=== Exercise materials ===

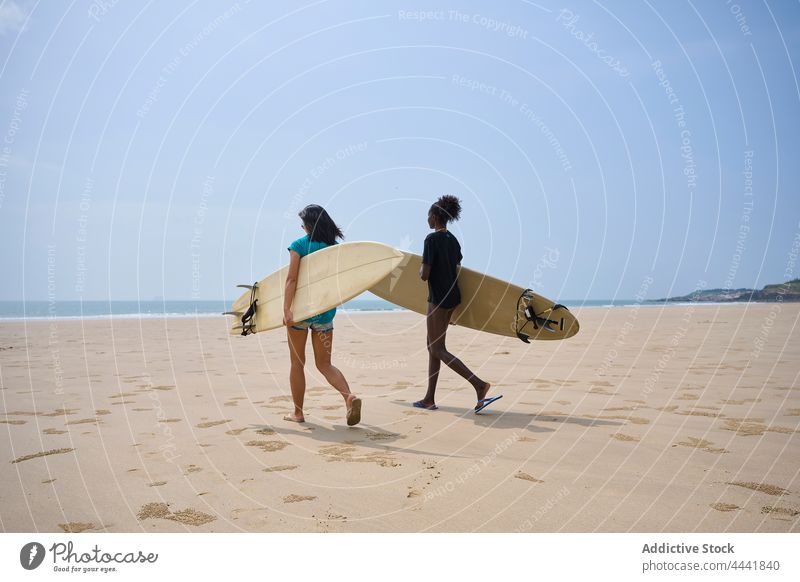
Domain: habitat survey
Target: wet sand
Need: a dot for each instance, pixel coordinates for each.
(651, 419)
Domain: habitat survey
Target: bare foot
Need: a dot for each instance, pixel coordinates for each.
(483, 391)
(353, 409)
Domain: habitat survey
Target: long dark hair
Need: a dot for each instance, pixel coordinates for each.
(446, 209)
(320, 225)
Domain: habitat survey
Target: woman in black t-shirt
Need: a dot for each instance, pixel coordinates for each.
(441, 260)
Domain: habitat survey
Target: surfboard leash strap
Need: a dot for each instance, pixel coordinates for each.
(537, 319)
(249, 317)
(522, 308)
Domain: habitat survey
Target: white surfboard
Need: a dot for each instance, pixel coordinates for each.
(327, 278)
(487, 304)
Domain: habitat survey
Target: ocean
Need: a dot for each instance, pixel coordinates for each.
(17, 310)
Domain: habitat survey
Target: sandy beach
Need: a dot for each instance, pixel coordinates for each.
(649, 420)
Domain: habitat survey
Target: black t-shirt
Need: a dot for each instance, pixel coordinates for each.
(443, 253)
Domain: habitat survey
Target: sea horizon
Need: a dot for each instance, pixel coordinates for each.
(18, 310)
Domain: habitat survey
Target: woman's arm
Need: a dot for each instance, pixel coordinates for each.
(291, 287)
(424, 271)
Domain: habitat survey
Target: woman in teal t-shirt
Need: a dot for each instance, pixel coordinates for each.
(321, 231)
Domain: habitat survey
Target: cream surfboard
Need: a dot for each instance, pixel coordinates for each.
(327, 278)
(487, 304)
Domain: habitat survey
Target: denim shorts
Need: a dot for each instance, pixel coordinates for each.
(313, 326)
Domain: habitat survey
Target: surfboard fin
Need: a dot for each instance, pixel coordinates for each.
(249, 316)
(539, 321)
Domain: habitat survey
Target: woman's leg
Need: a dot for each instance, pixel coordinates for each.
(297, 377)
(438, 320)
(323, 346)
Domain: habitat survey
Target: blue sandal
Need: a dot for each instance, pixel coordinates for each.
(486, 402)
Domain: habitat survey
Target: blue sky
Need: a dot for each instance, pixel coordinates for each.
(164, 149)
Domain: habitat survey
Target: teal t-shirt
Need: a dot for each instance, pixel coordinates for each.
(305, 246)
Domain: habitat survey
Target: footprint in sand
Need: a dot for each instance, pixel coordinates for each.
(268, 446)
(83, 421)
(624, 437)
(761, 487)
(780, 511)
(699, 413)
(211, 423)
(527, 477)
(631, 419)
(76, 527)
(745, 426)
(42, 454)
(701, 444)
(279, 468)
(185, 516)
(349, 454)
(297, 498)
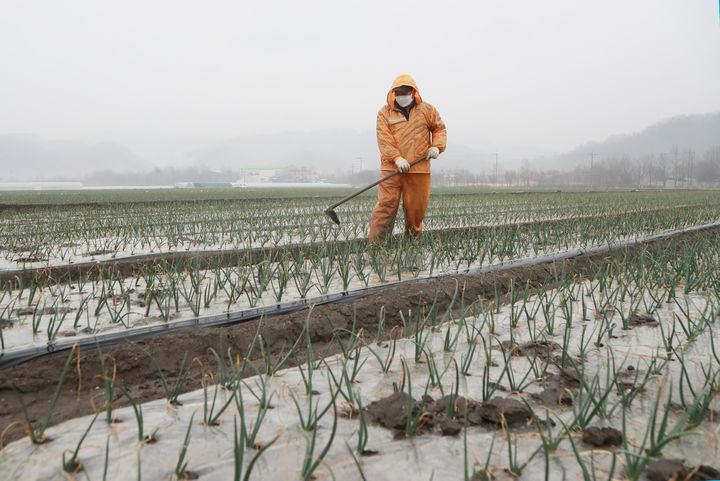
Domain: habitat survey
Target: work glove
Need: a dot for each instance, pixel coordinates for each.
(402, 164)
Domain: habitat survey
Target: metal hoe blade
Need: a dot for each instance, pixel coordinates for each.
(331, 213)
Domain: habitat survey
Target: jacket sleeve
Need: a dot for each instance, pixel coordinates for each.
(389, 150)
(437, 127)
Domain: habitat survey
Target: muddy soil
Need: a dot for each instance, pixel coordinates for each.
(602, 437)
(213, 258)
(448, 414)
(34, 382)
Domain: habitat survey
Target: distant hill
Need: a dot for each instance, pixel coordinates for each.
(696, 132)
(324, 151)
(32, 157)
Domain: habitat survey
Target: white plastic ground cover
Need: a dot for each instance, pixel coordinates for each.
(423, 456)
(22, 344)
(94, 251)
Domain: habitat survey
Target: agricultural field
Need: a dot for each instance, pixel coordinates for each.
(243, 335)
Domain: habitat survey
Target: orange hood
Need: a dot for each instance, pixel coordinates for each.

===

Instructions to follow: Retype the whole listing exactly and leave the pictures out.

Result of this task:
Domain: habitat survey
Target: wet sand
Need: a dot for each instance, pixel coordinates for each.
(651, 419)
Domain: habitat survey
Target: bare foot
Need: a dot for each instance, pixel coordinates for each.
(483, 391)
(353, 409)
Domain: habitat survey
Target: long dark hair
Need: a dot for each instance, pixel coordinates for each.
(446, 209)
(320, 225)
Domain: habitat survey
Target: woman in black t-shirt
Need: a dot for each instance, pixel coordinates for each.
(441, 260)
Domain: habitat survey
Target: surfboard leash strap
Need: a dot for each instance, pixel coordinates for each.
(537, 319)
(249, 317)
(522, 308)
Domain: habitat survey
Target: white surfboard
Need: a dot for each instance, pixel coordinates for each.
(327, 278)
(487, 304)
Domain: habitat survey
Target: ocean
Need: a dot for each instance, pixel coordinates for each.
(17, 310)
Domain: habitat survey
Target: sandy beach
Need: a dot for each instance, pixel coordinates for each.
(649, 420)
Domain: habitat survey
Target: black t-shirt
Need: a dot for each instance, pixel coordinates for each.
(443, 253)
Domain: habitat survey
Target: sea horizon
Need: a dot for each instance, pixel coordinates for each.
(18, 310)
Domain: habitat survey
Target: woman's arm
Need: a dot for each instance, pixel coordinates for each.
(291, 287)
(424, 271)
Domain: habitat survey
Target: woman in teal t-shirt
Need: a dot for each instance, pixel coordinates for each.
(321, 231)
Domain: habitat survey
Target: cream surfboard
Need: a dot for each instance, pixel coordinates for each.
(327, 278)
(487, 304)
Domain: habitat survey
Target: denim shorts
Need: a dot for each instance, pixel coordinates for each.
(313, 326)
Domain: habitat survey
Target: surfboard fin
Need: a dot for each instance, pixel coordinates for each.
(249, 316)
(539, 321)
Domain: habitat survey
Target: woman's leg
Need: a dot for each instance, pixel coordinates for each.
(297, 377)
(438, 320)
(323, 346)
Domain: habitat survey
Target: blue sandal
Need: a dot for each instance, pixel coordinates for each.
(486, 402)
Domain: habitat survey
Target: blue sky
Need: a dot for each instance, pixel coordinates for each.
(164, 149)
Domain: habitat survey
Target: teal t-shirt
Need: a dot for each instance, pixel coordinates for each.
(305, 246)
Domain: habitat survey
Target: footprint in sand
Need: a dot for each instance, pixel coordinates for each.
(268, 446)
(83, 421)
(624, 437)
(761, 487)
(780, 511)
(699, 413)
(211, 423)
(527, 477)
(631, 419)
(76, 527)
(745, 426)
(42, 454)
(701, 444)
(279, 468)
(185, 516)
(349, 454)
(297, 498)
Domain: habitat survey
Target: work glove
Need: a dot for each instance, pixel coordinates for each.
(402, 164)
Domain: habitat survey
Target: metal hoe blade
Need: a dot for each instance, pixel coordinates for each.
(331, 213)
Domain: habitat survey
Target: jacket sleeve
Need: a dot for each instance, pixel coordinates for each.
(389, 150)
(437, 127)
Domain: habitat survey
Target: muddy soil
Need: a dot for each instance, pixel coordinates for each.
(602, 437)
(213, 258)
(448, 414)
(34, 382)
Domain: habitat survey
Target: distant hill
Need: a dot for each instance, pixel coordinates for each.
(696, 132)
(324, 151)
(32, 157)
Domain: habitat survey
Target: white plastic ground cover
Need: a dot for each instance, pixel coordinates for each.
(423, 456)
(22, 344)
(94, 251)
Domain: habitat survey
Target: agricultural field
Need: a dot for each instance, pixel coordinates for each.
(243, 335)
Domain: habitat survey
Target: orange hood
Need: a dot for each instance, pixel coordinates for each.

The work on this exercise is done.